(Beginning of TASK MATERIAL)

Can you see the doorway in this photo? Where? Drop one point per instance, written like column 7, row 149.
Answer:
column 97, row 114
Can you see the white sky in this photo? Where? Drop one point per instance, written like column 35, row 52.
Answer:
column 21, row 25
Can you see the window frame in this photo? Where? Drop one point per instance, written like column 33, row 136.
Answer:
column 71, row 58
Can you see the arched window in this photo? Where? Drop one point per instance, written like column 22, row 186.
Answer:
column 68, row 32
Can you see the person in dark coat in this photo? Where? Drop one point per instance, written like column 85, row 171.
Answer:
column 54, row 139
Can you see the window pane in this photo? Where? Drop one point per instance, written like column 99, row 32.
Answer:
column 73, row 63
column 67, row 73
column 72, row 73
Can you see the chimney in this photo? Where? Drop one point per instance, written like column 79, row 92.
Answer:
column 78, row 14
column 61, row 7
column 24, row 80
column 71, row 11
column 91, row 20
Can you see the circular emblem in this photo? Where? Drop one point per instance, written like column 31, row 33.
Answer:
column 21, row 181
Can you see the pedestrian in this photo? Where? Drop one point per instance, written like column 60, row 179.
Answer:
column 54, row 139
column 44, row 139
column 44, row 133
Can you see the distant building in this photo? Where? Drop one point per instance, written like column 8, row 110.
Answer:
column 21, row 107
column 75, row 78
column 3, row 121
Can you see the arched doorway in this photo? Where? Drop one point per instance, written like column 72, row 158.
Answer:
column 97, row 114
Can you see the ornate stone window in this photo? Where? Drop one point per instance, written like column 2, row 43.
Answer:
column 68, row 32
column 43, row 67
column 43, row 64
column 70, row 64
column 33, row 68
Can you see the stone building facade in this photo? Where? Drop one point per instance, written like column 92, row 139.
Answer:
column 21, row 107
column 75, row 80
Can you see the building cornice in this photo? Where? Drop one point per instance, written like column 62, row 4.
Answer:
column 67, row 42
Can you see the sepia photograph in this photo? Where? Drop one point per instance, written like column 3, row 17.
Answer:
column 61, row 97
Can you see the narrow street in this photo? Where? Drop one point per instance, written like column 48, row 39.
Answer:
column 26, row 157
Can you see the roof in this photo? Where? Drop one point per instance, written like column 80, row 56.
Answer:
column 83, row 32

(End of TASK MATERIAL)

WORK ITEM
Copy out the records above exactly.

EXERCISE RESULT
Can you see the doorway in this photo? Where? Drop one point per instance, written like column 7, row 149.
Answer:
column 97, row 114
Can you see the white sky in this photo? Where? Drop one point per instance, written like column 35, row 52.
Answer:
column 21, row 25
Can you see the window frame in this photo? Where? Drop one point per instance, written like column 33, row 136.
Answer:
column 71, row 58
Can you see the arched window in this photo? Where? Drop one point per instance, written like column 22, row 186.
Answer:
column 68, row 32
Can you see the person in dark coat in this photo? Where? Drop one point per instance, written like column 85, row 171.
Answer:
column 54, row 139
Can you see the window pane in this photo? Where? Drop one point per instance, written like column 99, row 32.
Answer:
column 73, row 63
column 67, row 73
column 72, row 73
Can you see the chimney in this photo? Where? Drop one point per instance, written like column 79, row 92.
Answer:
column 78, row 14
column 61, row 7
column 24, row 80
column 71, row 11
column 91, row 20
Can you see the circular emblem in this photo? Where? Drop one point per instance, written like column 31, row 33.
Answer:
column 21, row 181
Can you see the pedestrian in this photo? Where? Drop one point per instance, written like column 60, row 179.
Answer:
column 54, row 139
column 44, row 139
column 44, row 133
Can you see the distant building in this photo? Where? Drop one point per instance, written like column 8, row 110.
Answer:
column 21, row 107
column 75, row 78
column 3, row 121
Can you see the arched doorway in this photo? Where? Drop one point per instance, written like column 72, row 158.
Answer:
column 97, row 114
Can you see the ornate stone window in this photo? Where? Drop one point per instance, written like column 2, row 43.
Answer:
column 68, row 32
column 43, row 67
column 43, row 64
column 70, row 64
column 33, row 68
Can you see the stone building facade in this photo? Where? Drop one point per instance, written like column 92, row 139.
Answer:
column 21, row 107
column 75, row 80
Can you see the building cornice in this photo? Where? Drop one point per instance, written like column 62, row 4.
Answer:
column 67, row 42
Can you see the sepia photograph in this photo? Where? Drop one point per instance, written like column 3, row 17.
Answer:
column 61, row 97
Can you see the narrow street in this photo? Where? Drop one point per instance, written like column 48, row 39.
Answer:
column 26, row 157
Can you see the roof in this photo? Where? Drop one point per instance, written like column 80, row 56.
Answer:
column 83, row 32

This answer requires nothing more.